**Required action**
Leave the pictures aside and give back every entry below word for word.

━━ Material shown

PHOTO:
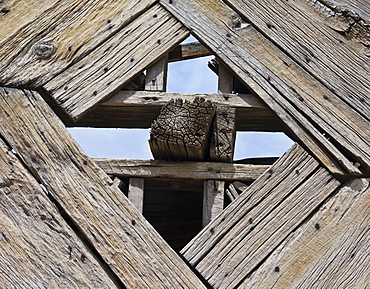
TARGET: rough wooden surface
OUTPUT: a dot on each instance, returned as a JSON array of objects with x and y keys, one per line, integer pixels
[
  {"x": 35, "y": 240},
  {"x": 323, "y": 52},
  {"x": 213, "y": 200},
  {"x": 188, "y": 51},
  {"x": 330, "y": 250},
  {"x": 251, "y": 227},
  {"x": 186, "y": 170},
  {"x": 302, "y": 102},
  {"x": 118, "y": 232},
  {"x": 223, "y": 135},
  {"x": 182, "y": 130}
]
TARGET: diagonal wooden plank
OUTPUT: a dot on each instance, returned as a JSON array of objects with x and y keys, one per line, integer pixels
[
  {"x": 36, "y": 245},
  {"x": 298, "y": 28},
  {"x": 119, "y": 233},
  {"x": 248, "y": 230},
  {"x": 71, "y": 29},
  {"x": 303, "y": 103},
  {"x": 328, "y": 251}
]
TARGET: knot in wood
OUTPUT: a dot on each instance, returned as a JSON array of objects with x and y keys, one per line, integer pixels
[{"x": 44, "y": 50}]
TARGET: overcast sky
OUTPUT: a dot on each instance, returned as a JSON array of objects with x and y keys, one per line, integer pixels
[{"x": 189, "y": 76}]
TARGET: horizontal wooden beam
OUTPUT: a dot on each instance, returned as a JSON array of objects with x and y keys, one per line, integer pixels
[
  {"x": 188, "y": 51},
  {"x": 184, "y": 170},
  {"x": 138, "y": 109}
]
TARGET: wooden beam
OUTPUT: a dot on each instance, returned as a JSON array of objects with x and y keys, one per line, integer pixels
[
  {"x": 213, "y": 200},
  {"x": 181, "y": 131},
  {"x": 260, "y": 219},
  {"x": 188, "y": 51},
  {"x": 136, "y": 193},
  {"x": 223, "y": 135},
  {"x": 156, "y": 75},
  {"x": 107, "y": 220},
  {"x": 182, "y": 170}
]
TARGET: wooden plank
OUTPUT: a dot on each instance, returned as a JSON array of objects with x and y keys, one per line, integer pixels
[
  {"x": 213, "y": 200},
  {"x": 116, "y": 61},
  {"x": 287, "y": 89},
  {"x": 329, "y": 250},
  {"x": 188, "y": 51},
  {"x": 136, "y": 193},
  {"x": 185, "y": 170},
  {"x": 118, "y": 232},
  {"x": 248, "y": 231},
  {"x": 37, "y": 247},
  {"x": 326, "y": 54},
  {"x": 156, "y": 75},
  {"x": 181, "y": 131},
  {"x": 225, "y": 79},
  {"x": 223, "y": 135},
  {"x": 56, "y": 27}
]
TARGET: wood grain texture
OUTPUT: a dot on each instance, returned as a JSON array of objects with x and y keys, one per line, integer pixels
[
  {"x": 119, "y": 233},
  {"x": 185, "y": 170},
  {"x": 73, "y": 28},
  {"x": 138, "y": 45},
  {"x": 321, "y": 51},
  {"x": 253, "y": 225},
  {"x": 294, "y": 95},
  {"x": 34, "y": 238},
  {"x": 213, "y": 200},
  {"x": 329, "y": 251}
]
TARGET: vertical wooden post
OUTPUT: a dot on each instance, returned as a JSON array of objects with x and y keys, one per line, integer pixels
[
  {"x": 136, "y": 193},
  {"x": 156, "y": 75},
  {"x": 213, "y": 200}
]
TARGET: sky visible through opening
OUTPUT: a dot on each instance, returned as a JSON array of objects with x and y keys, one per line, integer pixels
[{"x": 188, "y": 76}]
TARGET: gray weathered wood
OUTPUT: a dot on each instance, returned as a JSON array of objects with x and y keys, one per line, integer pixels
[
  {"x": 182, "y": 129},
  {"x": 249, "y": 228},
  {"x": 186, "y": 170},
  {"x": 116, "y": 61},
  {"x": 34, "y": 238},
  {"x": 327, "y": 55},
  {"x": 188, "y": 51},
  {"x": 223, "y": 135},
  {"x": 119, "y": 233},
  {"x": 295, "y": 96},
  {"x": 136, "y": 193},
  {"x": 213, "y": 200},
  {"x": 330, "y": 250},
  {"x": 156, "y": 75}
]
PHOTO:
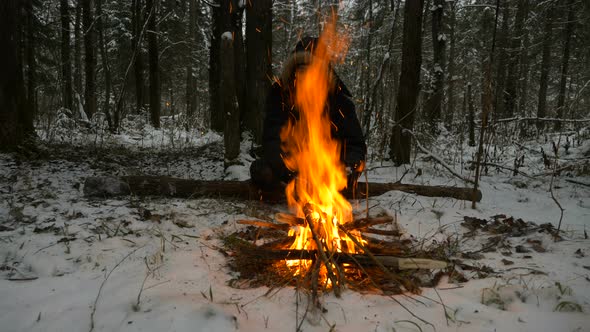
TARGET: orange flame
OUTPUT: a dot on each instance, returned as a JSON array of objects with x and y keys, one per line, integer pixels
[{"x": 311, "y": 151}]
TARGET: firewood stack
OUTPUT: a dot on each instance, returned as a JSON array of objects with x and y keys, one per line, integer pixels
[{"x": 384, "y": 262}]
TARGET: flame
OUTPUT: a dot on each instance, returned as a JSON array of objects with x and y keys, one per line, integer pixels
[{"x": 311, "y": 152}]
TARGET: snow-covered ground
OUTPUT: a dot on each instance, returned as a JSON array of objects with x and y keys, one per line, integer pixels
[{"x": 68, "y": 263}]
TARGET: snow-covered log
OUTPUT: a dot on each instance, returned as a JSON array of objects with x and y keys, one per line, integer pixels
[{"x": 176, "y": 187}]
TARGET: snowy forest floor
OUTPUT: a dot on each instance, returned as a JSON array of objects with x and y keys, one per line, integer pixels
[{"x": 165, "y": 272}]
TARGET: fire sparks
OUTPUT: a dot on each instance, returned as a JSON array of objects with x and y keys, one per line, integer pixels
[{"x": 314, "y": 154}]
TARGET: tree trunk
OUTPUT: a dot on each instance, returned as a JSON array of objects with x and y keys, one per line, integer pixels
[
  {"x": 499, "y": 110},
  {"x": 471, "y": 116},
  {"x": 367, "y": 102},
  {"x": 12, "y": 89},
  {"x": 78, "y": 56},
  {"x": 191, "y": 99},
  {"x": 155, "y": 93},
  {"x": 569, "y": 27},
  {"x": 105, "y": 66},
  {"x": 167, "y": 186},
  {"x": 66, "y": 62},
  {"x": 510, "y": 95},
  {"x": 434, "y": 104},
  {"x": 229, "y": 100},
  {"x": 545, "y": 67},
  {"x": 400, "y": 144},
  {"x": 89, "y": 58},
  {"x": 525, "y": 61},
  {"x": 31, "y": 100},
  {"x": 137, "y": 25},
  {"x": 259, "y": 60},
  {"x": 451, "y": 67},
  {"x": 216, "y": 116}
]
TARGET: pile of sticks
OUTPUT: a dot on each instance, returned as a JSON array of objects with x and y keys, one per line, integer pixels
[{"x": 378, "y": 263}]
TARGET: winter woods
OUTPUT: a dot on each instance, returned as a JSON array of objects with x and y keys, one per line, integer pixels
[{"x": 411, "y": 64}]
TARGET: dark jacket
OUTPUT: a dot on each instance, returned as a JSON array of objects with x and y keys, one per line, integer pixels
[{"x": 342, "y": 113}]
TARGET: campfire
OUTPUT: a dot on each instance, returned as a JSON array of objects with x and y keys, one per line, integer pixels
[
  {"x": 311, "y": 152},
  {"x": 324, "y": 249}
]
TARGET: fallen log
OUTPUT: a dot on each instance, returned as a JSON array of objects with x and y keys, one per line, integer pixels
[
  {"x": 106, "y": 186},
  {"x": 362, "y": 259}
]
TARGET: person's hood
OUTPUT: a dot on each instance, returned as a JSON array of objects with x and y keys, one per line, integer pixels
[{"x": 303, "y": 57}]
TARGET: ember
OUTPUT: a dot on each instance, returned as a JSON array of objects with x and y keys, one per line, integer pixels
[
  {"x": 324, "y": 249},
  {"x": 314, "y": 155}
]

━━━━

**Response to this task**
PHOTO:
TARGET: rough wooden surface
OUTPUT: a dot on each instance, returned as a JSON array of objects with x and y keys, one per line, integer pixels
[
  {"x": 35, "y": 240},
  {"x": 323, "y": 52},
  {"x": 213, "y": 200},
  {"x": 188, "y": 51},
  {"x": 330, "y": 250},
  {"x": 251, "y": 227},
  {"x": 186, "y": 170},
  {"x": 302, "y": 102},
  {"x": 118, "y": 232},
  {"x": 223, "y": 135},
  {"x": 182, "y": 130}
]
TARGET: diagonal wooden plank
OUTPUT: a dot on each instance, returned as a JSON array of objects with x and y keys, one per line, integer pixels
[
  {"x": 36, "y": 245},
  {"x": 298, "y": 28},
  {"x": 119, "y": 233},
  {"x": 248, "y": 230},
  {"x": 71, "y": 29},
  {"x": 303, "y": 103},
  {"x": 328, "y": 251}
]
TARGET: knot in wood
OUTPUT: a dot on each instance, returned as a JSON array of objects with x and y keys, one per line, integer pixels
[{"x": 44, "y": 50}]
TARGET: overcast sky
OUTPUT: a dot on each instance, returned as a JSON array of objects with x and y keys, one per line, integer pixels
[{"x": 189, "y": 76}]
TARGET: horizontal wooden beam
OUTPUT: a dot on each instance, returned as a JSON array of objects with x and y keys, one per line, integer pixels
[
  {"x": 188, "y": 51},
  {"x": 184, "y": 170},
  {"x": 138, "y": 109}
]
TARGET: wooden beam
OUTPUT: a dot on each instance, returned as a JSON array of objects with x and y keys, one per line, integer pixels
[
  {"x": 213, "y": 200},
  {"x": 181, "y": 131},
  {"x": 260, "y": 219},
  {"x": 188, "y": 51},
  {"x": 136, "y": 193},
  {"x": 223, "y": 135},
  {"x": 156, "y": 75},
  {"x": 107, "y": 220},
  {"x": 182, "y": 170}
]
TARGET: wooden plank
OUTPUT: a dot on each instance, returned as a JSON array of objects with x and y keys, one per line, integer pixels
[
  {"x": 213, "y": 200},
  {"x": 116, "y": 61},
  {"x": 287, "y": 89},
  {"x": 329, "y": 250},
  {"x": 188, "y": 51},
  {"x": 136, "y": 193},
  {"x": 185, "y": 170},
  {"x": 118, "y": 232},
  {"x": 248, "y": 231},
  {"x": 37, "y": 247},
  {"x": 326, "y": 54},
  {"x": 156, "y": 75},
  {"x": 181, "y": 131},
  {"x": 225, "y": 79},
  {"x": 223, "y": 135},
  {"x": 56, "y": 27}
]
TARGET: wood grain texture
OUTPUT: a dot on each instance, returned as a JSON array of objects with x and y keys, one per line, integer pixels
[
  {"x": 119, "y": 233},
  {"x": 185, "y": 170},
  {"x": 73, "y": 28},
  {"x": 138, "y": 45},
  {"x": 321, "y": 51},
  {"x": 253, "y": 225},
  {"x": 294, "y": 95},
  {"x": 34, "y": 238},
  {"x": 213, "y": 200},
  {"x": 329, "y": 251}
]
TARGET: vertical wooden post
OUTPUT: a dot on each instance, returned as a JSON array of objects with x and y keys, one per line, integer pixels
[
  {"x": 136, "y": 193},
  {"x": 156, "y": 75},
  {"x": 213, "y": 200}
]
TARGET: sky visible through opening
OUTPUT: a dot on each instance, returned as a JSON array of objects with x and y keys, one per line, integer pixels
[{"x": 188, "y": 76}]
TARGET: gray weathered wood
OUTPUT: a dot on each instance, returned as a JSON array of objects with x and y keys, one per line, integer pixels
[
  {"x": 182, "y": 129},
  {"x": 249, "y": 228},
  {"x": 186, "y": 170},
  {"x": 116, "y": 61},
  {"x": 34, "y": 238},
  {"x": 327, "y": 55},
  {"x": 188, "y": 51},
  {"x": 223, "y": 135},
  {"x": 119, "y": 233},
  {"x": 295, "y": 96},
  {"x": 136, "y": 193},
  {"x": 213, "y": 200},
  {"x": 330, "y": 250},
  {"x": 156, "y": 75}
]
PHOTO:
TARGET: orange flame
OUTPUT: a dot on each instance, returned as a JSON array of objects with x and y keys, one per line, integer pixels
[{"x": 311, "y": 151}]
TARGET: firewood stack
OUTPUT: a dot on each instance, returned as a JSON array of objects with x and y keys, one per line, integer pixels
[{"x": 384, "y": 262}]
TARGET: flame
OUTPUT: a dot on each instance, returned as a JSON array of objects with x and y keys, one per line, integer pixels
[{"x": 311, "y": 152}]
TARGET: snow-covered ground
OUTPUT: a dot on each instance, returned as a JSON array of objects with x and y keys, one per line, integer pixels
[{"x": 68, "y": 263}]
TARGET: snow-covered log
OUTPUT: a dot on each instance, returned as a JSON array of objects with x and y keys, one per line, integer pixels
[{"x": 176, "y": 187}]
TARGET: snowy forest floor
OUTPUT: a dot on each instance, returned as a JSON array of objects with x and y keys, one per line, integer pixels
[{"x": 165, "y": 272}]
TARGET: fire sparks
OUTPUT: a dot on each instance, returned as a JSON array of objects with x and y keys, one per line, integer pixels
[{"x": 314, "y": 154}]
TARGET: tree trunk
OUTPUT: a dot on each instance, returned as a JSON array of objects with x and y keys, one per line, integer pixels
[
  {"x": 499, "y": 110},
  {"x": 471, "y": 116},
  {"x": 367, "y": 102},
  {"x": 12, "y": 89},
  {"x": 78, "y": 56},
  {"x": 191, "y": 99},
  {"x": 155, "y": 93},
  {"x": 569, "y": 27},
  {"x": 105, "y": 66},
  {"x": 167, "y": 186},
  {"x": 66, "y": 62},
  {"x": 510, "y": 95},
  {"x": 434, "y": 104},
  {"x": 229, "y": 100},
  {"x": 545, "y": 67},
  {"x": 400, "y": 144},
  {"x": 89, "y": 58},
  {"x": 525, "y": 61},
  {"x": 31, "y": 100},
  {"x": 137, "y": 25},
  {"x": 259, "y": 60},
  {"x": 451, "y": 67},
  {"x": 216, "y": 116}
]
TARGET: pile of sticks
OUTPUT: a dot on each instance, returned as a JSON array of objects with x and y keys, one per line, integer pixels
[{"x": 378, "y": 263}]
TARGET: winter woods
OUTPUT: a dot on each instance, returned as a JSON array of objects with x and y keys, one per line, integer pixels
[{"x": 411, "y": 64}]
TARGET: dark jacket
OUTPUT: a dot on each instance, returned as a JSON array of objects with x and y keys, one per line, integer pixels
[{"x": 342, "y": 113}]
TARGET: campfire
OUTPUT: a dot on each instance, returned as a JSON array of objects with x and y keys, one per line, integer pixels
[
  {"x": 311, "y": 152},
  {"x": 324, "y": 249}
]
TARGET: fallen log
OUTPUT: a dot on each instance, returned as a JSON array of objects with x and y keys, one per line, integer pixels
[
  {"x": 106, "y": 186},
  {"x": 362, "y": 259}
]
TARGET: person's hood
OUTPUT: a dot on each instance, returned as a JSON array of objects with x and y keys, one per line, integer pixels
[{"x": 303, "y": 57}]
TARGET: ember
OUTPUT: a dot on each instance, returned as a JSON array of objects with x and y keys, one per line, integer pixels
[
  {"x": 324, "y": 249},
  {"x": 314, "y": 155}
]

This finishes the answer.